> Given exercise:
Reproduce every line of the entries below verbatim, omitting the pictures.

> Data section:
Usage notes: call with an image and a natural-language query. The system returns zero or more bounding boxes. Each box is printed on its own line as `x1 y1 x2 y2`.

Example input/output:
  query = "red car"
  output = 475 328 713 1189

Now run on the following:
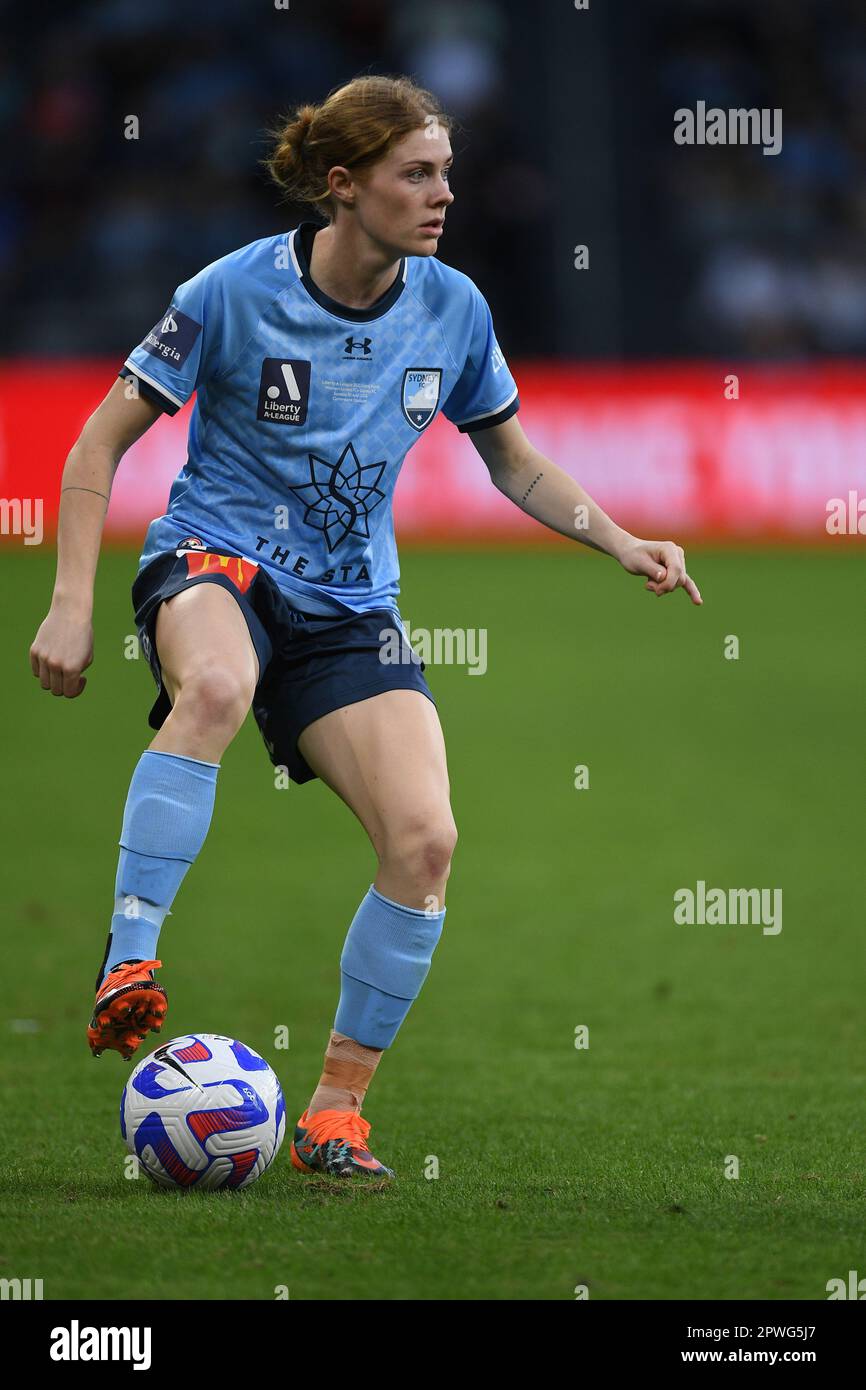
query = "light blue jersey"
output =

> Result for this exercise:
Usage notes: call with an image and a natural-language query. The system returns zero or more bounding boxes. Each box is printed on its own line as `x1 y1 x2 y2`.

Example input/output:
  query = "red car"
  output = 475 328 713 1189

Now run on the following:
query = "light blue jersey"
output =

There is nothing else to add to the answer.